What you should do: Find the line containing "Would you please tag the woman". Reproduce it and every line after it up to the end of the records, exactly as written.

Data shown:
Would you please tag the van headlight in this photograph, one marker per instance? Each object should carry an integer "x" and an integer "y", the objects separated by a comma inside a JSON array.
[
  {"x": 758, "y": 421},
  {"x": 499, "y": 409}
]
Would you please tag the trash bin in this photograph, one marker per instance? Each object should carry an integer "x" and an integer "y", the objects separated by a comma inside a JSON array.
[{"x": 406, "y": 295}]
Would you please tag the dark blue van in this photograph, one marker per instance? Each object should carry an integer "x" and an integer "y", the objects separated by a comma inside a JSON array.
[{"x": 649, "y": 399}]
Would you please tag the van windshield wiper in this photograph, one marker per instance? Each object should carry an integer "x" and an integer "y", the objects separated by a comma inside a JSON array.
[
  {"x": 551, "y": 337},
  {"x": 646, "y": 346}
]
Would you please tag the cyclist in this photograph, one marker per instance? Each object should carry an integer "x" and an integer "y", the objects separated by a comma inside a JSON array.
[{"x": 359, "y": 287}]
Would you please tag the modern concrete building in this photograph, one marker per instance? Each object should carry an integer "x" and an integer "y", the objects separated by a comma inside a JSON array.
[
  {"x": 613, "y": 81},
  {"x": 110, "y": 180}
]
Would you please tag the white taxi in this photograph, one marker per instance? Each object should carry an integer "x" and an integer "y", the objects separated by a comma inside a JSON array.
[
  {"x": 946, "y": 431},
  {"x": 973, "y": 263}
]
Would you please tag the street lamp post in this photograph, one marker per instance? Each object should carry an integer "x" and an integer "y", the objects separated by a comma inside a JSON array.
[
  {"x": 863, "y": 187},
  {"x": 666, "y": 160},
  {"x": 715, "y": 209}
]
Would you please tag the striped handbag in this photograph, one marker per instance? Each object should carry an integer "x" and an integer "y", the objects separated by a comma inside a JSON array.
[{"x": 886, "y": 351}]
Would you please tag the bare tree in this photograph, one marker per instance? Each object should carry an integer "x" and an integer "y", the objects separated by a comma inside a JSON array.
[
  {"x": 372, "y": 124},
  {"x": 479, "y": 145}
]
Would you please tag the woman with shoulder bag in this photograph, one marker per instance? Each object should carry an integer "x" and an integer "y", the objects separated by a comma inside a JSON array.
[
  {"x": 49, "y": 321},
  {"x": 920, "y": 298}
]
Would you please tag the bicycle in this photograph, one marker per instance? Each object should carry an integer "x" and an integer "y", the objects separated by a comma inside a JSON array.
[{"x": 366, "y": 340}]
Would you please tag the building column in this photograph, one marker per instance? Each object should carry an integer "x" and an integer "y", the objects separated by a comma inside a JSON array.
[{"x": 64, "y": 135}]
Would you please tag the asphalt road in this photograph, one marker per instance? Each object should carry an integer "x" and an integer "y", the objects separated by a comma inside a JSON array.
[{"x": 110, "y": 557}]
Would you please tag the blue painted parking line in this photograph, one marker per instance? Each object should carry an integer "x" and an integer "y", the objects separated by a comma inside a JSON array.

Task solution:
Would you please tag the woman with shoulder bag in this photograph, one marker per instance? Each object should carry an integer "x" and an integer "y", the objects separated by a comma inside a JSON array.
[
  {"x": 49, "y": 321},
  {"x": 920, "y": 298}
]
Would you please tag the bicycle in this photograph, one marker per instance? Each object should carry an integer "x" and an integer "y", the objects separated by a comma inside a JSON array.
[{"x": 366, "y": 340}]
Would you please tag the building column in this photograph, one marker per instance? Each object should carry an integer "x" and an integer "y", the objects separated by a comma inside a JSON array.
[{"x": 64, "y": 135}]
Would you please tag the asphalt road in this photograph, one marker per instance? Each object should carry an integer "x" and an integer "y", the objects separated by a comma inside a JSON array.
[{"x": 110, "y": 557}]
Would you please tag the blue painted parking line in this photograph, one marker per instance? Each object should carry an integer "x" and an integer "y", the objects separated by a comma inside a JSON array.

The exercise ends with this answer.